■ What is required
Each entry below must appear in the output exactly as written.

(Stored items)
##############################

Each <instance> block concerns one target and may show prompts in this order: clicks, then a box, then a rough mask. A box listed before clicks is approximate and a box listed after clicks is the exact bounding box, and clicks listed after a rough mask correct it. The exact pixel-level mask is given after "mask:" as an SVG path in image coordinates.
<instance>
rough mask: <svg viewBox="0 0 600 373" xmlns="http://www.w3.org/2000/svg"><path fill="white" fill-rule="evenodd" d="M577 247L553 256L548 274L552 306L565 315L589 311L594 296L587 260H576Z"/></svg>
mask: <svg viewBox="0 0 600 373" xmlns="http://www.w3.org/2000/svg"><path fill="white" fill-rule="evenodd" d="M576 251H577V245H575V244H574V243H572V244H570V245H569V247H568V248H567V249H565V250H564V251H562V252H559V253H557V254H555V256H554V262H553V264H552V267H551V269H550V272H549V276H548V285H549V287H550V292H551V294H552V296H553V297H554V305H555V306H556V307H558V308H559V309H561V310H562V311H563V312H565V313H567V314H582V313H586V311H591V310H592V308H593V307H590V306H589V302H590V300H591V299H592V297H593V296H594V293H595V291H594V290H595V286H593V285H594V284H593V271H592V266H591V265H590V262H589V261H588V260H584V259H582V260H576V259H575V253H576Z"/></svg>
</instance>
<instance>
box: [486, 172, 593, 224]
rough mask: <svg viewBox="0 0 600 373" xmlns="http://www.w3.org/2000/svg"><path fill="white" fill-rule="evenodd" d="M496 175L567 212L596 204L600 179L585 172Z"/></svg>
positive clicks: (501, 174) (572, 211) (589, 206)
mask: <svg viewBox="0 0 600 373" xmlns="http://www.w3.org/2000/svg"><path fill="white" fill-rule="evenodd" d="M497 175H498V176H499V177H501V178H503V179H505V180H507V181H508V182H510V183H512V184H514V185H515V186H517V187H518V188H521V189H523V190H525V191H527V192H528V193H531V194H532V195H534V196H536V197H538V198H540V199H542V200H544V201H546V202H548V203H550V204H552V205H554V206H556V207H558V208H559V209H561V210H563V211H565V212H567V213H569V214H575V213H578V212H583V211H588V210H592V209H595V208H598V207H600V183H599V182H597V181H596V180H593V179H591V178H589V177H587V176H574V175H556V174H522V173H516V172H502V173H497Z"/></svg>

##############################

■ Solution for this problem
Each <instance> block concerns one target and may show prompts in this order: clicks, then a box, then a rough mask. A box listed before clicks is approximate and a box listed after clicks is the exact bounding box, and clicks listed after a rough mask correct it. The exact pixel-level mask is given after "mask:" as an SVG path in image coordinates.
<instance>
rough mask: <svg viewBox="0 0 600 373" xmlns="http://www.w3.org/2000/svg"><path fill="white" fill-rule="evenodd" d="M577 247L553 256L548 274L552 306L565 315L589 311L594 296L587 260H576Z"/></svg>
mask: <svg viewBox="0 0 600 373" xmlns="http://www.w3.org/2000/svg"><path fill="white" fill-rule="evenodd" d="M576 251H577V245H575V244H574V243H572V244H570V245H569V247H568V248H567V249H565V250H564V251H562V252H559V253H557V254H555V256H554V262H553V264H552V267H551V269H550V272H549V276H548V285H549V287H550V292H551V294H552V296H553V297H554V305H555V306H556V307H558V308H559V309H561V310H562V311H563V312H565V313H567V314H582V313H586V311H591V310H592V308H593V307H590V306H589V302H590V300H591V299H592V297H593V296H594V293H595V291H594V290H595V286H593V285H594V284H593V271H592V266H591V265H590V262H589V261H588V260H584V259H582V260H576V259H575V253H576Z"/></svg>
</instance>
<instance>
box: [486, 172, 593, 224]
rough mask: <svg viewBox="0 0 600 373" xmlns="http://www.w3.org/2000/svg"><path fill="white" fill-rule="evenodd" d="M496 175L567 212L596 204L600 179L585 172Z"/></svg>
positive clicks: (501, 174) (572, 211) (589, 206)
mask: <svg viewBox="0 0 600 373" xmlns="http://www.w3.org/2000/svg"><path fill="white" fill-rule="evenodd" d="M497 175H498V176H499V177H501V178H503V179H505V180H507V181H508V182H510V183H512V184H514V185H515V186H517V187H518V188H521V189H523V190H525V191H527V192H528V193H531V194H532V195H534V196H536V197H538V198H540V199H542V200H544V201H546V202H548V203H550V204H552V205H554V206H556V207H558V208H559V209H561V210H563V211H565V212H567V213H569V214H575V213H578V212H583V211H588V210H592V209H595V208H598V207H600V183H599V182H597V181H596V180H593V179H591V178H589V177H587V176H574V175H556V174H522V173H516V172H502V173H497Z"/></svg>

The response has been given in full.